Reading passage
____
Stanley Clarke Returns to Yoshi’s

by E. "Doc" Smith on March 25, 2011

Bassist Stanley Clarke was barely out of his teens when he exploded into the jazz world in 1971. Fresh out of the Philadelphia Academy of Music, he arrived in New York City and immediately landed jobs with famous bandleaders such as Horace Silver, Art Blakey, Dexter Gordon, Joe Henderson, Pharaoh Saunders, Gil Evans, Stan Getz and a budding young pianist-composer named Chick Corea. With Corea, Clarke would take the music world by storm alongside Lenny White and Al DiMeola in Return to Forever. Now some 40 years later, Clarke returns to Yoshi’s in April, bringing with him his prodigious and unparalleled talents.
____
Collected data

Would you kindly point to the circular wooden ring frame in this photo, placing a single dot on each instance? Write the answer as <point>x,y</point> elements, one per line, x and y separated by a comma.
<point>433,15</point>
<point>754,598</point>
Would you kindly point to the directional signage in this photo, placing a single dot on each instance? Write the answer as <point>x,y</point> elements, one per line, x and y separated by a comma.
____
What to work on
1. Based on the Stanley Clarke article, decide whether each statement is accurate, answering yes or no and quoting the words that settle it.
(a) Clarke came to New York City after finishing at the Philadelphia Academy of Music.
(b) Clarke first made his mark in the jazz world in 1981.
(c) Clarke's return to Yoshi's takes place in May.
2. Rewrite the Stanley Clarke article from "Bassist Stanley Clarke" to "and unparalleled talents.", putting "renowned" in place of "famous".
3. Answer these questions from the Stanley Clarke article.
(a) On what date was it posted?
(b) What instrument does Clarke play?
(c) In which group did Clarke perform with Lenny White and Al DiMeola?

Task-by-task outputs
1.
(a) Yes: "Fresh out of the Philadelphia Academy of Music, he arrived in New York City"
(b) No: "he exploded into the jazz world in 1971"
(c) No: "Clarke returns to Yoshi’s in April"

2.
Bassist Stanley Clarke was barely out of his teens when he exploded into the jazz world in 1971. Fresh out of the Philadelphia Academy of Music, he arrived in New York City and immediately landed jobs with renowned bandleaders such as Horace Silver, Art Blakey, Dexter Gordon, Joe Henderson, Pharaoh Saunders, Gil Evans, Stan Getz and a budding young pianist-composer named Chick Corea. With Corea, Clarke would take the music world by storm alongside Lenny White and Al DiMeola in Return to Forever. Now some 40 years later, Clarke returns to Yoshi’s in April, bringing with him his prodigious and unparalleled talents.

3.
(a) March 25, 2011
(b) Bass
(c) Return to Forever